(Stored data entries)
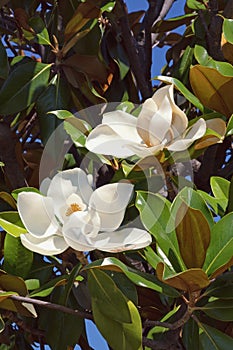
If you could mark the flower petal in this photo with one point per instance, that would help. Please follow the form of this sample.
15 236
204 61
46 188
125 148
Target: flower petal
87 223
196 131
125 239
37 215
48 246
155 117
64 184
145 151
45 185
122 122
114 135
179 119
110 202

§ Task details
Give back each of the records above word for word, apart from the pictures.

§ Result for this exercise
If you could mark the flower petal in this photo with one point per instance, that would help. Please follow the form of this sample.
15 236
204 61
46 188
125 148
Target: flower petal
87 223
196 131
125 239
37 215
48 246
155 117
64 184
145 151
45 185
122 122
114 135
179 119
110 202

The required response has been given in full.